The problem => Reproduce only the stretch of data from the line containing "Task: annotate every instance of the white house" through the line containing "Query: white background", requests included, multiplying each answer keypoint coordinate by 0.9 and rounding to whole numbers with halves rounded up. Leave the requests and their sample coordinates unchanged.

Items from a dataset
• • • • • • •

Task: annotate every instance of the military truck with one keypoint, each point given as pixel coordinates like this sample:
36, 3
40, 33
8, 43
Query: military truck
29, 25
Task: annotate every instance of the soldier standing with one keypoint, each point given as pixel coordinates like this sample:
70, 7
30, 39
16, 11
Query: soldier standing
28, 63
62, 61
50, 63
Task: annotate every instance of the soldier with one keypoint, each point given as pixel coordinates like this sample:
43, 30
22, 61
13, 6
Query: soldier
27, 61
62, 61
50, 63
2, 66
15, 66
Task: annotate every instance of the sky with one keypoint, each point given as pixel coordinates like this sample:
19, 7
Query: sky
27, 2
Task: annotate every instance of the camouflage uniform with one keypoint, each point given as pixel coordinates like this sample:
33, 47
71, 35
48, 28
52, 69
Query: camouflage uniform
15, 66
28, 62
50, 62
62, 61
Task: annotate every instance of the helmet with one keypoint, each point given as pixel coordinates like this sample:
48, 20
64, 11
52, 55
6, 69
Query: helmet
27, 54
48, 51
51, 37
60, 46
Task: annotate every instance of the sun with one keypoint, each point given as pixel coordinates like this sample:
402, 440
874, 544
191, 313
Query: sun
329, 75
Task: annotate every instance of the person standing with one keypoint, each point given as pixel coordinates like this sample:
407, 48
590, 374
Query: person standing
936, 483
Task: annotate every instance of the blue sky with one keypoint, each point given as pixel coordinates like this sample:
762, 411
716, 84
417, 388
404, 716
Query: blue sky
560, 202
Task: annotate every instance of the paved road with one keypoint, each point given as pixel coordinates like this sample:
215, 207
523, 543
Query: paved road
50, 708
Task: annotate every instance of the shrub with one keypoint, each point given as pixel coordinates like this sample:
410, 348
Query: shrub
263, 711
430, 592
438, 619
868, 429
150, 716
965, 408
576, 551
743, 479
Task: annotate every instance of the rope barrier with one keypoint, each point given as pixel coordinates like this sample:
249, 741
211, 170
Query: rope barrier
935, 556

• • • • • • •

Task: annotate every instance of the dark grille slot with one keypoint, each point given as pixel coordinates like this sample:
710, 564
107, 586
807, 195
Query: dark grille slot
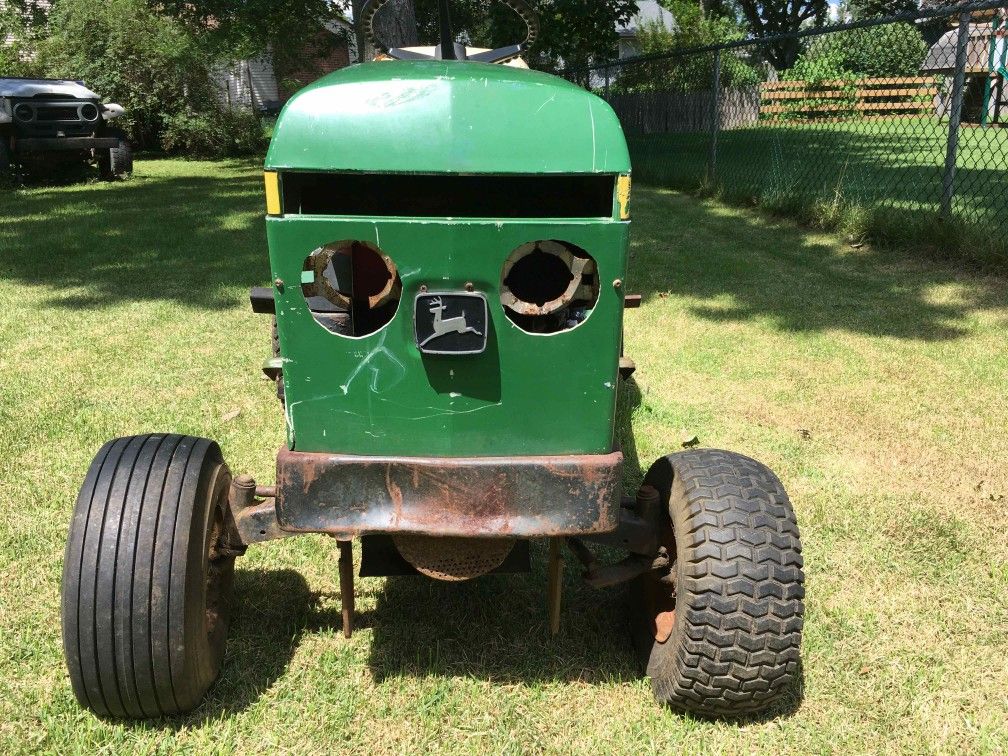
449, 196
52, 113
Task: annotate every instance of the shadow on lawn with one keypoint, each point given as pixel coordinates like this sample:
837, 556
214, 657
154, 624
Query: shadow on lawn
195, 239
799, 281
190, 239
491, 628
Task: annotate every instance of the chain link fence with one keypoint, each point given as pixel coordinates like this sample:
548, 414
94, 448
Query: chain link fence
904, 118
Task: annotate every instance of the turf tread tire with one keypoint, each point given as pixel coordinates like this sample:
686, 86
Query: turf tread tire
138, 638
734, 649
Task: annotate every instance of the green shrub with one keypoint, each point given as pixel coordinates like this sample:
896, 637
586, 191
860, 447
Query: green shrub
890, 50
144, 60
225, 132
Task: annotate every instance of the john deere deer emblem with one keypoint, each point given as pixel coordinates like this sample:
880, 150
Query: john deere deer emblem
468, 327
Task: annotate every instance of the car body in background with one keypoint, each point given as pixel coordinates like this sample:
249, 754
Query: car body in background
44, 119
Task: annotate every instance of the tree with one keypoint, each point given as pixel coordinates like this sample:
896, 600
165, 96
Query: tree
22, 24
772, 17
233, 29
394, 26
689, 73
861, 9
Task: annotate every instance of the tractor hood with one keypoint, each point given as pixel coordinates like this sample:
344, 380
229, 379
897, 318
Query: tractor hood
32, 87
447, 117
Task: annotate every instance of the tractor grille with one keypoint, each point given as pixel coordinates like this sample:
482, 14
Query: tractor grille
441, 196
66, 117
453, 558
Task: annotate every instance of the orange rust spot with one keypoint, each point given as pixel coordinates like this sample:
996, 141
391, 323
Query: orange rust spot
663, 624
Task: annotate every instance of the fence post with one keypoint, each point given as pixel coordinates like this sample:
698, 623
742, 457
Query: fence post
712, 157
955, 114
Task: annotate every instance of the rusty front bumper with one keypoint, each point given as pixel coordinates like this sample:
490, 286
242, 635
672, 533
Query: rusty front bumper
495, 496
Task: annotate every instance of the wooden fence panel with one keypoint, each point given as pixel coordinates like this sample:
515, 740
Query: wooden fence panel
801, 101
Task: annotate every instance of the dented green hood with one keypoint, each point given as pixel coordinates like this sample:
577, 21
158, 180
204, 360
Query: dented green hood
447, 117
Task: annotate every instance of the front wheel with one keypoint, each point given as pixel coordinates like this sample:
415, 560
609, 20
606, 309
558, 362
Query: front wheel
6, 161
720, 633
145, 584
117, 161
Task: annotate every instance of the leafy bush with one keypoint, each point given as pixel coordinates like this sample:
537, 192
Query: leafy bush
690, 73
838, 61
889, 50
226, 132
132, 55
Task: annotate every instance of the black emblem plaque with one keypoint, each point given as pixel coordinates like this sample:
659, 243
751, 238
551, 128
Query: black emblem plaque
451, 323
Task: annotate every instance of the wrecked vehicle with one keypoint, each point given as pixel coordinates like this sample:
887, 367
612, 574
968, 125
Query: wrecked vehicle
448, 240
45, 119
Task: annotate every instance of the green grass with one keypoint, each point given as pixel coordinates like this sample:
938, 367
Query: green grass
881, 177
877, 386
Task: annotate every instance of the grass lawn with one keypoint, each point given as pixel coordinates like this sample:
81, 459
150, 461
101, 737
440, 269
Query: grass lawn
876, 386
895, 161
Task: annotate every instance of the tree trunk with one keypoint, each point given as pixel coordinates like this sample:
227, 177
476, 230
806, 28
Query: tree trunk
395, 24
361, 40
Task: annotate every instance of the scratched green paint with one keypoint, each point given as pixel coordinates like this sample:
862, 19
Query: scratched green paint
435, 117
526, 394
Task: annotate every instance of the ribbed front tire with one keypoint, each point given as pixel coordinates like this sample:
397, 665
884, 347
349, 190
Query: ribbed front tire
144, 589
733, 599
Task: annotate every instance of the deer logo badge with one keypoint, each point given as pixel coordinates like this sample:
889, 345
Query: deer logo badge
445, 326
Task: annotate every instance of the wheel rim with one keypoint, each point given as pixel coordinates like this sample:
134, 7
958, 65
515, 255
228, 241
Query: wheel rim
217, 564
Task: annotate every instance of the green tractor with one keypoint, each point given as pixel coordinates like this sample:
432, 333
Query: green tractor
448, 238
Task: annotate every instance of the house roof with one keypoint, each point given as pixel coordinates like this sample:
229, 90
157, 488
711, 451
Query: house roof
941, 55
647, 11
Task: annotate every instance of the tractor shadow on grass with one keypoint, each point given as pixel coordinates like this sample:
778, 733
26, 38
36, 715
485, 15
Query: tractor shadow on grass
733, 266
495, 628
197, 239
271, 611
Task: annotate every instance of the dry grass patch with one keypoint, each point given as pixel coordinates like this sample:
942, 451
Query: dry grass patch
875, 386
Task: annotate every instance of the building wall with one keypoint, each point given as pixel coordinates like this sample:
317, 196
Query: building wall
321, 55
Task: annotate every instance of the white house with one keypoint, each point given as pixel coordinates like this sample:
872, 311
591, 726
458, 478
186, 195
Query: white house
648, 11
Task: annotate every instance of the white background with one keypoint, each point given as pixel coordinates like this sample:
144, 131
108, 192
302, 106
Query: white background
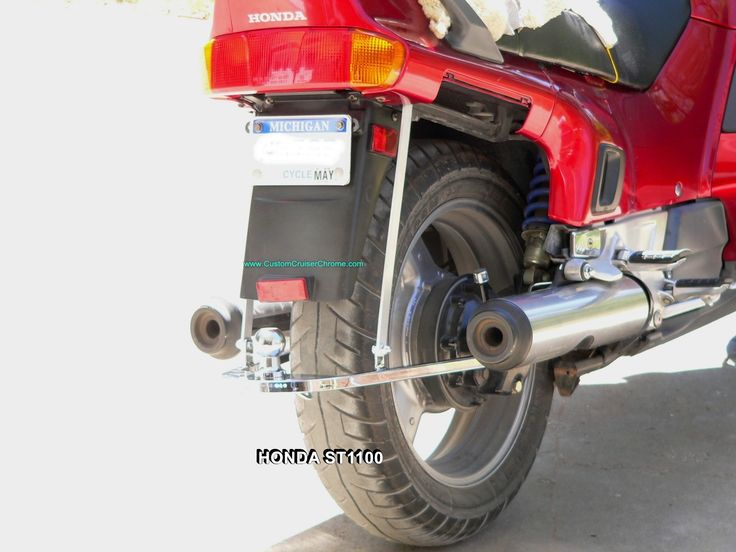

• • • • • • •

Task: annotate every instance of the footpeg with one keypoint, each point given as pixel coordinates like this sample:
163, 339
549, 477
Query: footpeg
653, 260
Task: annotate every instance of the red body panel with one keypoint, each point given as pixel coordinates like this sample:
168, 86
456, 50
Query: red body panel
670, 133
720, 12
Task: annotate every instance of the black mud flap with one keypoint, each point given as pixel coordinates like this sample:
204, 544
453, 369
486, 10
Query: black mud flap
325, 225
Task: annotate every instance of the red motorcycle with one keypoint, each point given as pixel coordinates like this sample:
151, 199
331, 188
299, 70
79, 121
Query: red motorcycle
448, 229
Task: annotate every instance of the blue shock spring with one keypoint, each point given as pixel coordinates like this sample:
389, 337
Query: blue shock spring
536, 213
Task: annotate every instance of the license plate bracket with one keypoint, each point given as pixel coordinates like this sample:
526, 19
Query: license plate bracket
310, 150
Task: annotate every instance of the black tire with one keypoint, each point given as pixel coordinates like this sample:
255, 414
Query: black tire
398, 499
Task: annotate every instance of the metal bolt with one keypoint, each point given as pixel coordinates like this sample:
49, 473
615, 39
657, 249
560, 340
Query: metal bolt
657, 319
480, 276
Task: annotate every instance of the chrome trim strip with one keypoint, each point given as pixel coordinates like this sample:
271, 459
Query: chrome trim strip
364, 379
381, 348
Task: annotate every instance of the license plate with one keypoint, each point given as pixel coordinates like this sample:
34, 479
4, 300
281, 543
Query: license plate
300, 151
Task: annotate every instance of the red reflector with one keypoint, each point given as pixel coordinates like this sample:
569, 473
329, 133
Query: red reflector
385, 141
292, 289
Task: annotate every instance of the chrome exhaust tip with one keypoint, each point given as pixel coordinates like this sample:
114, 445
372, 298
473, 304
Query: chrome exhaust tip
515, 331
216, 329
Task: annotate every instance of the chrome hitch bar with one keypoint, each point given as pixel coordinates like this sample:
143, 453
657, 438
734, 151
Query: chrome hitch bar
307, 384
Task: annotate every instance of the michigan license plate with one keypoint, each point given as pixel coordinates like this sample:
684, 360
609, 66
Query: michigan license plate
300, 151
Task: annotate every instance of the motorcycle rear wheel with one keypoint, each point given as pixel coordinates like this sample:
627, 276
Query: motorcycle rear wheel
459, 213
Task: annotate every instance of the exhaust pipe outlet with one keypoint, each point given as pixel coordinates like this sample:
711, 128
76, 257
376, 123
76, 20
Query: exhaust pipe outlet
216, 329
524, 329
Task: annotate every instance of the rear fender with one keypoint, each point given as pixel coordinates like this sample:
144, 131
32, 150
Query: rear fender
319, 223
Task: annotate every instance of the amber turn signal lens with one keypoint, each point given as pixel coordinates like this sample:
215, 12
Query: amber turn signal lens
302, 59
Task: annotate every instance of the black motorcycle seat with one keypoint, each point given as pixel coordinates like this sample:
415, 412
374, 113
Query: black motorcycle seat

• • • • • • •

The result =>
Task: annotate every instance of the white house with one keypoint, each point given as pixel coordinates like this sample:
872, 311
591, 726
458, 478
186, 195
Query: white house
583, 10
Task: annotate every instance of the white background with one keypoint, each point given as pixel coordinates like this sample:
144, 131
108, 192
302, 106
Query: white background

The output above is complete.